TASK PROMPT: Beginning at the line containing "Target: grey beard", output every line to the end of the data below exactly as it appears.
↓
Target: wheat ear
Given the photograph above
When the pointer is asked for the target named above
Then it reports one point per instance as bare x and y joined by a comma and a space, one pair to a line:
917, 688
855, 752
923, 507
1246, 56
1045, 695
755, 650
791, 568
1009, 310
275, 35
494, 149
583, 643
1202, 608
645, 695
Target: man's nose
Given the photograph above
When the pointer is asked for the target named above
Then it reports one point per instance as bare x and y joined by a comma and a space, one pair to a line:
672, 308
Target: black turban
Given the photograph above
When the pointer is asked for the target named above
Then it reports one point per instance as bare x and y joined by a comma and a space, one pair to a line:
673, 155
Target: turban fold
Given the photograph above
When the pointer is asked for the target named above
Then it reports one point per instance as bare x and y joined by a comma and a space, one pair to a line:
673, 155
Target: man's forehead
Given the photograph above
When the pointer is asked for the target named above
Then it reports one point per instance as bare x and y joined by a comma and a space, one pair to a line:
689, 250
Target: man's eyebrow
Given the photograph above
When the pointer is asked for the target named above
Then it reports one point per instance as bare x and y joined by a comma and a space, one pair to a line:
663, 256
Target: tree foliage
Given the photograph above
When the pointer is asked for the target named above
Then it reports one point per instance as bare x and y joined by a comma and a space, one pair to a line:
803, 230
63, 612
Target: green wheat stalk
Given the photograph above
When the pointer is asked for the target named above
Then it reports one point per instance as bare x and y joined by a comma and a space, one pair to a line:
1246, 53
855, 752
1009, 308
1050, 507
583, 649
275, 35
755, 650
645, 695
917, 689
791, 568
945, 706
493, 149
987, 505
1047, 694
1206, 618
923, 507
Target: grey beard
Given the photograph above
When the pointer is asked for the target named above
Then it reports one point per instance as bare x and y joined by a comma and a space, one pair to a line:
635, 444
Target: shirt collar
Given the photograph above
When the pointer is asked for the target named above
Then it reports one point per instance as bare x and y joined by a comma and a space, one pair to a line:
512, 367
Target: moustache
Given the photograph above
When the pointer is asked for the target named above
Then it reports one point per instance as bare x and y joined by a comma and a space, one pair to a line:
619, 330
↑
SOLUTION:
Target: grey beard
Given the photograph above
When the pointer is asked for the target named above
Then it reports one point per instance as bare x and y joined by a comma and a space, one pair to a line:
635, 444
Target: shirt collar
Given the photograph above
When the pointer is asked for the target named above
Then it reports one point per instance as bare x and y joined by a comma and a space, one pair to a line:
512, 367
Target: moustache
Given the photograph above
When the pointer is asked for the target named above
Then it reports one point per instance as bare x and y joined by a comma and a space, one pair to a line:
619, 330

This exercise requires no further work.